- **Jobs**:
1: Reproduce the passage on the Papacy, starting with "These are but" and going on through "Church of England.".
2: Edit the entries from their first line through the line with "[[[449,145],[335,172],[340,241],[449,230]]]", swapping "woven bamboo" for "pleated fabric" and leaving everything else as it is. Give back only those lines.

- **Page extract**:
_ _ _ _

These are but the mountain peaks in the great epoch of the Papacy. That golden age came to a close shortly after the year 1500; in 1517, Martin Luther posted his protest on the church door at Wittenberg; twenty years later, the Act of Supremacy asserted the independence of the Church of England.
It is not without interest to remember that in 1493, a few years before the close of that golden age, a Papal award practically gave a monopoly of most of the world’s seas to Spain and Portugal, a grant whose results are still written large on the face of the world. Thus the Pope’s dividing line ran across what is now Brazil; everything to the east of this went to Portugal; everything to the west went to Spain. So it happens that Brazil still speaks Portuguese, while the rest of South America speaks Spanish. To the same award is due the presence of Portuguese colonies in both East and West Africa, on the Bombay coast, at Macao in China, at Timor in the East Indies — an empire still girdling the globe. Interest is added to this award of 1493 by the fact that, in his appeal to the belligerent nations, Pope Benedict XV makes a special plea for ‘the freedom of the seas.’
But the essence of the whole matter is that, according to the theory of that whole epoch, as summed up by Pope Gregory VII, the Pope, as the immediate representative of God, was to be the final arbiter between kings.
‘The final arbiter between kings’ — that is the larger idea of the temporal power. And, while it seems to be clear that Pope Benedict XV has not at present in view the lesser temporal power, to derive from a small princedom in Italy, he has very clearly in view this larger, more magnificent temporal power, which includes a general suzerainty of the world. This would appear to be the real meaning of the sentences we have quoted, with the sentence which immediately follows: ‘Perfect impartiality toward all belligerents, as is suitable for him who is the common Father of all and who loves all his children with equal affection; continually to attempt to do all the good possible and without exception of person, without distinction of nationality or religion as is dictated to us by the universal law of charity which the Supreme Spiritual charge has confided to us with Christ.’ (I quote without change from the somewhat inadequate published translation.)
It is not an imperative claim, like that of Gregory VII and Innocent III, but it is a very persuasive claim to exactly the same authority. This much, therefore, Pope Benedict XV has already gained by his appeal, quite regardless of its final result. By the fact that they reply, belligerent nations to that degree accept his claim.
We are justified, therefore, in saying that the policy which underlies this appeal is not pro-German; it is, in the largest sense, pro-Roman. It is a practical furtherance of a policy which is laid as a solemn obligation on Pope Benedict, by the very fact of his position, as successor of Gregory VII and Innocent III. It is the largest constructive policy which has emanated from the Holy See for many a day, and it reveals Benedict XV as a great papal statesman.

_ _ _ _

(Saved data)

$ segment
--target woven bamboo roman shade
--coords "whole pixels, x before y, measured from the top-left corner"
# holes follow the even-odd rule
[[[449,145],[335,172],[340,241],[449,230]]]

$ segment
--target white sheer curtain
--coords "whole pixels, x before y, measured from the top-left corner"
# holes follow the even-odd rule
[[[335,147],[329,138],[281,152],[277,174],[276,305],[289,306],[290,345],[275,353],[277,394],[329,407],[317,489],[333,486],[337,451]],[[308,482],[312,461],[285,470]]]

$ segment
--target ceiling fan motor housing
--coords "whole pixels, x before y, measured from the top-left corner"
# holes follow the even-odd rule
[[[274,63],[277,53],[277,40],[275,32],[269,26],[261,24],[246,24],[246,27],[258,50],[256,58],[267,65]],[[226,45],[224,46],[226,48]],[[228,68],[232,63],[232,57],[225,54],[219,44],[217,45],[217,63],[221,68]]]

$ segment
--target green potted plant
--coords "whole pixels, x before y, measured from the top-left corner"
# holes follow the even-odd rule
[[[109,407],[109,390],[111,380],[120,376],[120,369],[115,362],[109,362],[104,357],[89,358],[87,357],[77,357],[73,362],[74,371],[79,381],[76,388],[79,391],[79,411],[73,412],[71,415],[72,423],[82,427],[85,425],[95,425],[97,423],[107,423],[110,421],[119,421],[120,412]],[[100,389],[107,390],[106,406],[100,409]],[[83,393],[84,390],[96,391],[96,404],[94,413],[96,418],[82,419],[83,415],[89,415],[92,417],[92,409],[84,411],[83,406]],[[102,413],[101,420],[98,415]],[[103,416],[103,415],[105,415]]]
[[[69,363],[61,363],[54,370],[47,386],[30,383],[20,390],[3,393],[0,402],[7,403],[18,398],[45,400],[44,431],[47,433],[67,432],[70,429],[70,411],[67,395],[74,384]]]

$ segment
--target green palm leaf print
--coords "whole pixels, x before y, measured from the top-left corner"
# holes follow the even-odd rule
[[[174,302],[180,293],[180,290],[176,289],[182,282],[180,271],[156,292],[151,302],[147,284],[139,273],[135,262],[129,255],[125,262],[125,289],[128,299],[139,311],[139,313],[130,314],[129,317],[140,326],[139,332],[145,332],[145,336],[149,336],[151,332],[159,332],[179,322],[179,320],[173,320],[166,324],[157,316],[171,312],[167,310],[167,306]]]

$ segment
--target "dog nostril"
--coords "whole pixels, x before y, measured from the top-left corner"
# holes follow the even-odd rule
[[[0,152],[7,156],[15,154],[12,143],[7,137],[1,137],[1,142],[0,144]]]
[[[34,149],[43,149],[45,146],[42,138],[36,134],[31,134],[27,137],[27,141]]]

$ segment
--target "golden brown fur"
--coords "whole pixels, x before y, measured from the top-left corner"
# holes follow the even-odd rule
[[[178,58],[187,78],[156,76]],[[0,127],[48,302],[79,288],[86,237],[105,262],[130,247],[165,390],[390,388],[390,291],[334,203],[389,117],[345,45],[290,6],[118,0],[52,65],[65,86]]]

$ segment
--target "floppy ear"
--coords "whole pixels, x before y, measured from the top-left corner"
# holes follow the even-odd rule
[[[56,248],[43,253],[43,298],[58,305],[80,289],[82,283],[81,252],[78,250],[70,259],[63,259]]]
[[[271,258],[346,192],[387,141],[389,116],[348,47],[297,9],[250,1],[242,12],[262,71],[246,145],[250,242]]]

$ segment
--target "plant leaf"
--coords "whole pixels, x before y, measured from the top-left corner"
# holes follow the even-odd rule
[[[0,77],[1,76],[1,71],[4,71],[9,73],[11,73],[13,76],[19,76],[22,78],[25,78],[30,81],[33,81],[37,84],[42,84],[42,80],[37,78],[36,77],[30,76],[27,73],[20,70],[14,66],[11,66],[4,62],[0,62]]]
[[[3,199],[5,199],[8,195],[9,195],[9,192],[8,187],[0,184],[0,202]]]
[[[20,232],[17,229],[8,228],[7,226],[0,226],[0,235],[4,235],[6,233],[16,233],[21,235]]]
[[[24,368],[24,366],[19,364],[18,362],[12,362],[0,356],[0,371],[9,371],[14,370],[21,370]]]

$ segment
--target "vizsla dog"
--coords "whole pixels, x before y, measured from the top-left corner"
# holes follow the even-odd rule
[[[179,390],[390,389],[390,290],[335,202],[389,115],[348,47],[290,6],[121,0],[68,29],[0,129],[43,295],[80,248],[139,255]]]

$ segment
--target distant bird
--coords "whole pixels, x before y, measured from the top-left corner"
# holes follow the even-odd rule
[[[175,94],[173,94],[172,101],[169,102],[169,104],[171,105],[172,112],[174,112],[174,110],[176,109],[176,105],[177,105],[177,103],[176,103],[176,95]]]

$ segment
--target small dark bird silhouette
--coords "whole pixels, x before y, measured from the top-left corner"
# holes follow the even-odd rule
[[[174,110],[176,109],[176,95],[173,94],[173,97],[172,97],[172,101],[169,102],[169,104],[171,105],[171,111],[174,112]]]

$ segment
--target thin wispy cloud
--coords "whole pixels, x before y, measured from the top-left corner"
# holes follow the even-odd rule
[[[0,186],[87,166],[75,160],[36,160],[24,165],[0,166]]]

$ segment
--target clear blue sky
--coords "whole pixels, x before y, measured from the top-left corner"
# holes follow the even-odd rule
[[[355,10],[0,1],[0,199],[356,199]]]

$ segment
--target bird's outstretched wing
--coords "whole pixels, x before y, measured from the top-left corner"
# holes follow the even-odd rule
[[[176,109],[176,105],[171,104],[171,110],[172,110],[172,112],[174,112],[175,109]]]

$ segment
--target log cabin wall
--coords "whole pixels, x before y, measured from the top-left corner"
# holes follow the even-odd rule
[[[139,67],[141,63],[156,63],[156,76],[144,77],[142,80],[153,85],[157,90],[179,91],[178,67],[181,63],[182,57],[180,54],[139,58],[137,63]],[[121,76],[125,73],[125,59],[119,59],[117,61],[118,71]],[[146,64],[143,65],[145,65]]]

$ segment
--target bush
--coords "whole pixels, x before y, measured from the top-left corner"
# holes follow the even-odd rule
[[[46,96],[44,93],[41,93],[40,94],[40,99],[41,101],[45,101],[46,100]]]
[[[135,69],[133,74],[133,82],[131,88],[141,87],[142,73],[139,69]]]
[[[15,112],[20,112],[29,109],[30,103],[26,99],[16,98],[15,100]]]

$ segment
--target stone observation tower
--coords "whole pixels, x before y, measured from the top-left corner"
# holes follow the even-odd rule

_ _ _ _

- **Answers below**:
1:
These are but the mountain peaks in the great epoch of the Papacy. That golden age came to a close shortly after the year 1500; in 1517, Martin Luther posted his protest on the church door at Wittenberg; twenty years later, the Act of Supremacy asserted the independence of the Church of England.

2:
$ segment
--target pleated fabric roman shade
--coords "whole pixels, x before y, measured from the top-left corner"
# holes follow the even-odd rule
[[[449,145],[335,172],[340,241],[449,230]]]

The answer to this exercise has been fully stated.